[SET EXERCISE]
Please rewrite all the rows below as a numbered list, omitting any blank lines. Leave the pictures out of your list.

[TASK DATA]
--- begin ---

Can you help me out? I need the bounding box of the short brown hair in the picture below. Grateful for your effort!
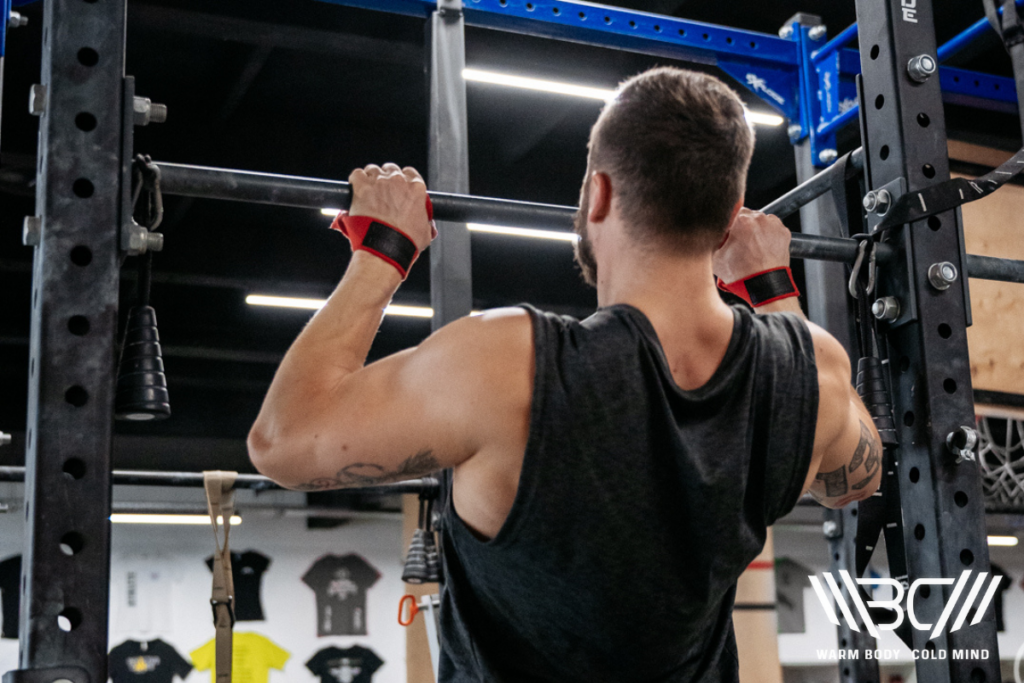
[588,67,754,252]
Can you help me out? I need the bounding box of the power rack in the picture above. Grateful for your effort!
[0,0,1024,683]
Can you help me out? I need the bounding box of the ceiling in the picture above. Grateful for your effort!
[0,0,1020,470]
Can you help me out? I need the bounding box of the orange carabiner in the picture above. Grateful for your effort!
[398,595,420,626]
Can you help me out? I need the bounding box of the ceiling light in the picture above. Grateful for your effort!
[467,223,580,242]
[111,512,242,526]
[246,294,434,317]
[462,69,615,100]
[464,69,785,126]
[988,536,1020,548]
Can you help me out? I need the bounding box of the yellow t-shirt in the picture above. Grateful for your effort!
[191,633,292,683]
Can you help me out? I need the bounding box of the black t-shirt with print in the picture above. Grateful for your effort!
[206,550,270,622]
[110,639,191,683]
[306,645,384,683]
[0,555,22,638]
[302,553,381,636]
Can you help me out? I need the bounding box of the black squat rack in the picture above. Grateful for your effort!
[3,0,1024,683]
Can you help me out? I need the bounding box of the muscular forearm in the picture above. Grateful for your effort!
[250,251,401,451]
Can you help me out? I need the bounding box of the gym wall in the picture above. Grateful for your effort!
[0,483,407,683]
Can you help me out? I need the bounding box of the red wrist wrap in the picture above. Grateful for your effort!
[331,197,437,280]
[718,267,800,308]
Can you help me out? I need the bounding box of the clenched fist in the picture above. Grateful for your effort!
[712,209,793,283]
[348,164,437,251]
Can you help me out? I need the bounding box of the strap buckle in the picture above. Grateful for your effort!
[210,596,234,629]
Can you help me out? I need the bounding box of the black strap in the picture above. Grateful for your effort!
[879,144,1024,230]
[362,220,416,272]
[743,268,797,306]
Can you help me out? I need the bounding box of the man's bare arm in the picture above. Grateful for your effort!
[715,209,882,508]
[248,166,532,490]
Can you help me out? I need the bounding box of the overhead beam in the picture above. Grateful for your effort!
[128,3,423,68]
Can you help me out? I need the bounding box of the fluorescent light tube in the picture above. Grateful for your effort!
[246,294,434,317]
[111,512,242,526]
[467,223,580,242]
[462,69,785,126]
[988,536,1020,548]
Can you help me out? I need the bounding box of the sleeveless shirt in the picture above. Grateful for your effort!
[439,305,818,683]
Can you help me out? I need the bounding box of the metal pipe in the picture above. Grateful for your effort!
[965,254,1024,284]
[0,467,439,496]
[761,147,864,220]
[157,162,575,229]
[811,22,857,63]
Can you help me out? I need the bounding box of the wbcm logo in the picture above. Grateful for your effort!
[808,569,1002,638]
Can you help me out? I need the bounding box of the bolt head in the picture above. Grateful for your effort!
[29,83,46,116]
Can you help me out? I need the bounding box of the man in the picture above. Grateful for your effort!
[249,69,881,682]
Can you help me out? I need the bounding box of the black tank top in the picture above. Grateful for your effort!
[440,305,818,683]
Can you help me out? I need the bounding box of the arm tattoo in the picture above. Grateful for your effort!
[814,466,850,498]
[295,449,441,490]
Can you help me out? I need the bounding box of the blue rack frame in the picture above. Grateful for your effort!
[322,0,1024,166]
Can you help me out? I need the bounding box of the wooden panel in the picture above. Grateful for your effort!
[950,163,1024,393]
[732,529,782,683]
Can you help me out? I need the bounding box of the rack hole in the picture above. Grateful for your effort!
[78,47,99,67]
[65,384,89,408]
[71,178,96,200]
[60,531,85,556]
[75,112,96,133]
[68,315,89,337]
[57,607,82,633]
[63,458,85,479]
[71,245,92,265]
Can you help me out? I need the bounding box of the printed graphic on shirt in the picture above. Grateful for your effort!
[206,550,270,622]
[191,633,292,683]
[111,554,174,634]
[775,557,814,633]
[0,555,22,638]
[110,640,191,683]
[306,645,384,683]
[302,553,381,636]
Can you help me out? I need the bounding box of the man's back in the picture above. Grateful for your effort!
[441,305,818,681]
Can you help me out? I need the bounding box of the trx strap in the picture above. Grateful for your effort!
[203,471,238,683]
[879,144,1024,230]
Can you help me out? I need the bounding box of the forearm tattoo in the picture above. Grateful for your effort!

--- end ---

[COMPLETE OUTPUT]
1. Can you help me out? I need the bounding box of the short brown hair in the picture below. Grateful for your effort!
2. [588,67,754,252]
3. Can you help me out? I need the bounding box of the power rack in the picture above. Grateful for your effort!
4. [0,0,1024,683]
5. Can you help me out? I need the bounding box of the ceiling in the picture above. Grateful for your effort!
6. [0,0,1020,470]
7. Can you help me out? I need the bounding box of the orange carabiner in the picture above. Grateful for your effort!
8. [398,595,420,626]
9. Can you help me out? I need the bounding box of the ceiling light in the picture above. Grateful for your effort!
10. [467,223,580,242]
11. [111,512,242,526]
12. [246,294,434,317]
13. [462,69,615,100]
14. [464,69,785,126]
15. [988,536,1020,548]
16. Can you help me out? I need the bounding box of the yellow t-shirt in the picture above. Grateful for your effort!
17. [191,633,292,683]
18. Can you help me out? I need the bounding box of the black t-shirt with print in the picture above. Grateful for your effort!
19. [206,550,270,622]
20. [110,639,191,683]
21. [306,645,384,683]
22. [0,555,22,638]
23. [302,553,381,636]
24. Can you help me out? I need the bounding box of the black squat rack in the picture above. Grateful for your effort!
25. [3,0,1024,683]
26. Can you help me out? I need the bounding box of the muscular forearm in the picture above. Grateful for your effort!
27. [250,251,401,451]
28. Can you help me out? I need the bounding box of the gym wall in the picture above. Grateful for your effort!
29. [0,483,407,683]
30. Can you help me out? I need the bounding box of the red wrist wrap in the picture above. Grateful for your effort!
31. [331,197,437,280]
32. [718,267,800,308]
33. Can you help me out? I need the bounding box of the clenched fist in the picture above. Grateful for your effort!
34. [712,209,793,283]
35. [348,164,437,251]
36. Can you help me out? I need the bounding box of the strap buckle in the picture above. Grateful for your effort!
37. [210,596,234,629]
38. Can you help me out? I need the bounding box of the black strap in the picture above. Grateful for your effort!
39. [879,144,1024,230]
40. [362,220,416,272]
41. [743,268,797,306]
42. Can you help me out? I need the bounding box of the man's bare arm in the picture above. Grateful for your effort!
43. [715,209,882,508]
44. [248,166,532,490]
45. Can you help me out? I need the bounding box of the overhead beam in the picture above. Grateful for your effort!
46. [128,3,423,68]
47. Can you help me out? I need the bounding box of the fluorescent light tube in the picture above. Grateful for your effort!
48. [246,294,434,317]
49. [111,512,242,526]
50. [467,223,580,242]
51. [462,69,785,126]
52. [988,536,1020,548]
53. Can you help me out? I need the bounding box of the sleeveless shirt in the picture above. Grateful for your effort!
54. [439,305,818,683]
55. Can you help me out? I need the bounding box of the metal pipe in the picture above. Grateful for your effort!
56. [965,254,1024,284]
57. [0,467,439,496]
58. [761,147,864,220]
59. [157,162,575,229]
60. [811,22,857,63]
61. Can you help me out? I need the bounding box of the wbcm logo in the picture above. Grateful for your effort!
62. [808,569,1002,638]
63. Can you help me out? I need the bounding box of the bolt head in the picture above. Grateful for your effort!
64. [29,83,46,116]
65. Can you help me out? I need the bounding box of the man in the picture above. Grateful for your effort!
66. [249,69,881,682]
67. Can you help me out? I need the bounding box of the black tank top in the picture above. Grateful for your effort!
68. [440,305,818,683]
69. Can you help me out? I need the bounding box of the arm tattoo in the picture above. Grateful for your effort!
70. [814,466,850,498]
71. [295,449,441,490]
72. Can you help me out? I need the bounding box of the blue rack frame in the picture above. Grateful for your effort!
73. [322,0,1024,166]
74. Can you help me out? I need the bounding box of the wooden panel in the picture above. Grateful for your effort!
75. [950,163,1024,393]
76. [732,529,782,683]
77. Can you help me out? I need the bounding box of the rack hole in the picture above. Grateful for your effort!
78. [78,47,99,67]
79. [65,384,89,408]
80. [71,178,96,200]
81. [60,531,85,556]
82. [75,112,96,133]
83. [68,315,89,337]
84. [57,607,82,633]
85. [63,458,85,479]
86. [71,245,92,265]
87. Can you help me out? I need the bounding box of the printed graphic on shirt in the picture above. Grateful for your effort!
88. [206,550,270,622]
89. [191,633,292,683]
90. [111,554,174,634]
91. [775,557,814,633]
92. [0,555,22,638]
93. [110,640,191,683]
94. [306,645,384,683]
95. [302,553,381,636]
96. Can you help me out? I need the bounding box of the man's back in the picture above. Grateful for your effort!
97. [441,305,818,681]
98. Can you help me out? I need the bounding box of the trx strap in the picture above. Grateful for your effort!
99. [203,471,238,683]
100. [879,144,1024,230]
101. Can you help me out? I need the bounding box of the forearm tattoo in the picture above. Grateful for your effort!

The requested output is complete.